WHAT IS EXPECTED: Reproduce the listing that follows with no differences at all.

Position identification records
* start *

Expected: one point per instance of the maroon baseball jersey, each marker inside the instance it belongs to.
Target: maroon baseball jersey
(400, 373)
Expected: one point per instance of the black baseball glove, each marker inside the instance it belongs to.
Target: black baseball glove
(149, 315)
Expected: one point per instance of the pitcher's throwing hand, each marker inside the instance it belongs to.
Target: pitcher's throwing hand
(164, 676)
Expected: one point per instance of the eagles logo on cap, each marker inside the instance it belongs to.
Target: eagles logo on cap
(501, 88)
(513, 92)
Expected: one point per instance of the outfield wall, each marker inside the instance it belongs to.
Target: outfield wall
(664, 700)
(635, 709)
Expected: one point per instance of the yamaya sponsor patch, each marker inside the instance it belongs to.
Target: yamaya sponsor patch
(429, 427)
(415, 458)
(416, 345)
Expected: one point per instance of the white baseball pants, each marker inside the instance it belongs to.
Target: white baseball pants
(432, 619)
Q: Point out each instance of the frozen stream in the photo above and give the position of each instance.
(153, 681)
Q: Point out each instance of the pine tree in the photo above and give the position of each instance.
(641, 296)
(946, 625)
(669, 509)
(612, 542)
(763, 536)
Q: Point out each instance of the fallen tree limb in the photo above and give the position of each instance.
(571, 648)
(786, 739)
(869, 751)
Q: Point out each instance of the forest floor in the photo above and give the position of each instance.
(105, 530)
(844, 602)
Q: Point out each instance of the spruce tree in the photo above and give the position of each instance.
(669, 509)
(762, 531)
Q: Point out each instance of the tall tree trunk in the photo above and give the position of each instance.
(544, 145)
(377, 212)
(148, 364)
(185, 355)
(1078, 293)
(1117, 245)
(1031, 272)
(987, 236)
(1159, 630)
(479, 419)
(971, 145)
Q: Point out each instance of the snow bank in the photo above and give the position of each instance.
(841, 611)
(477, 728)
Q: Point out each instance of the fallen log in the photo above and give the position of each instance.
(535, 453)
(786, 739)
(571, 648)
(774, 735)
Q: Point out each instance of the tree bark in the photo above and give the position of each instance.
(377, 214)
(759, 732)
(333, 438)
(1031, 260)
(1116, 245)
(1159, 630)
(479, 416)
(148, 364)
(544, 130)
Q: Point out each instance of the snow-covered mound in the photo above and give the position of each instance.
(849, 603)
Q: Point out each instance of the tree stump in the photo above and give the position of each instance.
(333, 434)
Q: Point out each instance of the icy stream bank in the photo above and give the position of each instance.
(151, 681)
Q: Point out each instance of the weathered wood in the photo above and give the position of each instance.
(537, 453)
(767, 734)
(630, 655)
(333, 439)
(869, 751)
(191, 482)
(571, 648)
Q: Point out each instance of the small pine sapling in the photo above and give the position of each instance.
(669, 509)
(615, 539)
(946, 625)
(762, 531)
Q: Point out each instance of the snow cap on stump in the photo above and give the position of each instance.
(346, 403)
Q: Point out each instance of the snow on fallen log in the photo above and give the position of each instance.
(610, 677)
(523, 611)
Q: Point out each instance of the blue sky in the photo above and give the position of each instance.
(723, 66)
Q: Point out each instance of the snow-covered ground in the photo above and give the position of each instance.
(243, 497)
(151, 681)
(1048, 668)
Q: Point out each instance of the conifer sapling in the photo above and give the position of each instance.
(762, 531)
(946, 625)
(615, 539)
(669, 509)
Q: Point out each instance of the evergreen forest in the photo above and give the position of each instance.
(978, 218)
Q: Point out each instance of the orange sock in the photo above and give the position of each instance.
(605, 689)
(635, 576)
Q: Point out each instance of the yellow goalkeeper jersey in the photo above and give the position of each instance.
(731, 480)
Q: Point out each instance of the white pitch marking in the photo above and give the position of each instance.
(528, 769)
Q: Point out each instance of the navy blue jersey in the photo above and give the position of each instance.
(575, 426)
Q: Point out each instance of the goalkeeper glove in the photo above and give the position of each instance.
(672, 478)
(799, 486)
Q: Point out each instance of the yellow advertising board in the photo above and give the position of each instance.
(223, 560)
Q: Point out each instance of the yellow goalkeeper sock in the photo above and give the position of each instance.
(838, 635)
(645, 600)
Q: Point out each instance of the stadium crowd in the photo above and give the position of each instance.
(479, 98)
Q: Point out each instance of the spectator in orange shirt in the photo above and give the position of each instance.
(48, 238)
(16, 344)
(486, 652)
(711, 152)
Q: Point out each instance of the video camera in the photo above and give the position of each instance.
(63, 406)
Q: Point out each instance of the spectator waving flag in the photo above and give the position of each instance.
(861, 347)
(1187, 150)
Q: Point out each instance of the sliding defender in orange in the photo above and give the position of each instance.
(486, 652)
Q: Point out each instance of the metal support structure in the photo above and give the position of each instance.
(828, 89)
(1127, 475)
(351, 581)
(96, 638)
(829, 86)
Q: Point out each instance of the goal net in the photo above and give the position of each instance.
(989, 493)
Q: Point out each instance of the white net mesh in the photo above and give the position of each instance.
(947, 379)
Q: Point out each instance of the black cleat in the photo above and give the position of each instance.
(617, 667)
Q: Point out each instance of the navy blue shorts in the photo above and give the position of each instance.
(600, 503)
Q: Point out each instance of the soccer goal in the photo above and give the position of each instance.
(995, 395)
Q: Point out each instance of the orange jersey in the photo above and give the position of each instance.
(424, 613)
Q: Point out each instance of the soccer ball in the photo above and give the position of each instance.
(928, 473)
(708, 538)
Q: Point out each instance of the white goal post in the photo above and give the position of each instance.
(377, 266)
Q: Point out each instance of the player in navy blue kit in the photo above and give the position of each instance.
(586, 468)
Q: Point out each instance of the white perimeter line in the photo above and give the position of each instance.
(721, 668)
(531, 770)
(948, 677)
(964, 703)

* end *

ANSWER:
Expected: one point per instance of the maroon baseball jersey, each marker inside the instance it belongs to.
Target: maroon baseball jersey
(400, 373)
Expected: one point per instance of the black baseball glove, each marker inside the instance it belongs to.
Target: black baseball glove
(149, 315)
Expected: one point per instance of the pitcher's throwing hand, each marker inside the instance it belongs to.
Target: pitcher's throwing hand
(164, 676)
Expected: one point per instance of the eagles logo on cap, each marker inside the instance it belongs to.
Target: eagles logo on cap
(501, 88)
(513, 92)
Expected: one point per instance of the outfield wall, each marker inside the instance it belongs to.
Target: outfield wall
(664, 700)
(635, 709)
Expected: one point per instance of the yamaya sponsor patch, each marker inside the instance it belongs to.
Target: yamaya sponsor patch
(429, 427)
(415, 458)
(416, 345)
Expected: one point per instance of the white baseball pants, each marker inside the instance it belongs to.
Target: white baseball pants
(432, 619)
Q: Point out each instance of the frozen stream in the photo above and give the position of each instance.
(153, 681)
Q: Point out each instance of the pine tree in the photo above and give the position of each instance.
(641, 296)
(946, 625)
(669, 509)
(612, 542)
(763, 536)
Q: Point out each instance of the fallen tree limb in the photo above and give the position of each instance.
(571, 648)
(786, 739)
(869, 751)
Q: Point out each instance of the forest floor in the photo above and give the position of each instance.
(105, 530)
(844, 602)
Q: Point out each instance of the spruce tree in the photo above and give the position of each instance.
(669, 509)
(762, 531)
Q: Point out each instance of the tall tree trunk in the photo above and give the position of each instance.
(544, 145)
(377, 212)
(148, 364)
(185, 355)
(1078, 293)
(1117, 245)
(1031, 272)
(987, 236)
(1159, 630)
(479, 419)
(971, 145)
Q: Point out each instance of the snow bank in the photo above and give the position of each instance.
(841, 611)
(477, 728)
Q: Point out each instance of the fallen log in the photo above and give the position of each instance.
(535, 453)
(786, 739)
(571, 648)
(774, 735)
Q: Point out each instance of the tree bark in the photo above and give the position of each instance.
(377, 214)
(759, 732)
(333, 438)
(1031, 260)
(1116, 245)
(1159, 630)
(479, 416)
(148, 364)
(544, 130)
Q: Point out each instance of the snow-covered mound in the photo above and give the position of each instance.
(849, 603)
Q: Point out each instance of the tree stump in the photo above and give the position of each instance.
(333, 434)
Q: Point out each instance of the icy stream bank in the photo above and give the position of each instance.
(151, 681)
Q: Point out each instance of the weathered wood in the photo above and give the position of each instance.
(537, 453)
(767, 734)
(630, 655)
(333, 439)
(869, 751)
(191, 482)
(571, 648)
Q: Point out each instance of the small pine sapling in the photo above and give the position of each instance.
(669, 509)
(615, 539)
(946, 625)
(762, 531)
Q: Point out each instance of the snow cap on stump in the photo above and give the position of each instance.
(346, 403)
Q: Point out each instance of the snow on fallen log in the photo above and give the position of each instance.
(610, 677)
(523, 611)
Q: Point out each instance of the blue sky in the photo above and give the position of each instance.
(723, 66)
Q: Point out each instance of the snow-covered ground in the photo above and give the position of each instance.
(243, 497)
(151, 681)
(1048, 668)
Q: Point out each instance of the conifer sapling in the photo above and give the position of each instance.
(762, 531)
(946, 625)
(615, 539)
(669, 509)
Q: Point out each instance of the evergreen forest in the photo above and give the position of each instance.
(978, 218)
Q: Point out each instance of the orange sock in the photo above and give the position of each instance.
(605, 689)
(635, 576)
Q: Point out each instance of the yellow goalkeeper jersey in the photo above and give the position of each instance.
(731, 480)
Q: Point out each instance of the white pitch marking in the photo above and give the position of each instance.
(528, 769)
Q: Point out each instance of the navy blue jersey in the photo above and give the position of each instance.
(575, 426)
Q: Point out each instance of the goalkeeper glove in the photo above and give the position of each instance.
(672, 478)
(799, 486)
Q: Point out each instance of the yellow advertising board in the photo above and give the position of each instance.
(223, 560)
Q: Point out each instance of the yellow goalkeeper sock in the photo above and give the position of each instance.
(838, 635)
(645, 600)
Q: Point out each instance of the stadium crowd in the photo above and give the position of each instance.
(479, 98)
Q: Point out each instance of the spectator in orange shirt in the photo above and give the position of each instance.
(48, 238)
(16, 344)
(486, 652)
(711, 152)
Q: Point out each instance of the video camera in the photo above and give the position of each instance.
(63, 406)
Q: Point out each instance of the spectator waving flag in the photo above and give the position of each instance.
(861, 347)
(1187, 150)
Q: Point out each instance of the sliding defender in orange in the photo above and give the position of each instance.
(486, 652)
Q: Point out each instance of the metal support structure in the photo above and give the position of each instance.
(828, 89)
(1127, 475)
(351, 581)
(96, 638)
(829, 86)
Q: Point out each instance of the goal net in the photo above and give the position of each instance.
(989, 493)
Q: Point out each instance of the white net mesh in the photo above and give the position of each instance.
(947, 379)
Q: Point out each instance of the black cleat in the photo above and give the position of each instance.
(617, 667)
Q: Point out each instance of the navy blue shorts in the photo above and give the position of each instance.
(600, 503)
Q: Point out each instance of the soccer goal in the photo above and give the position of each instance.
(995, 395)
Q: Point out each instance of the orange jersey in the photo above and give the position of each instance.
(424, 613)
Q: Point out each instance of the soccer ball in the photo above and give the position of each instance.
(928, 473)
(708, 538)
Q: Point out each instance of the white goal post in the photo above and give the position of each instance.
(377, 266)
Q: Point out each instance of the player in navy blue kit in the photo above and give the position of each instance.
(586, 468)
Q: Point out each instance of the white perimeter line in the photo above and give the position of each instance.
(721, 668)
(531, 770)
(948, 677)
(964, 703)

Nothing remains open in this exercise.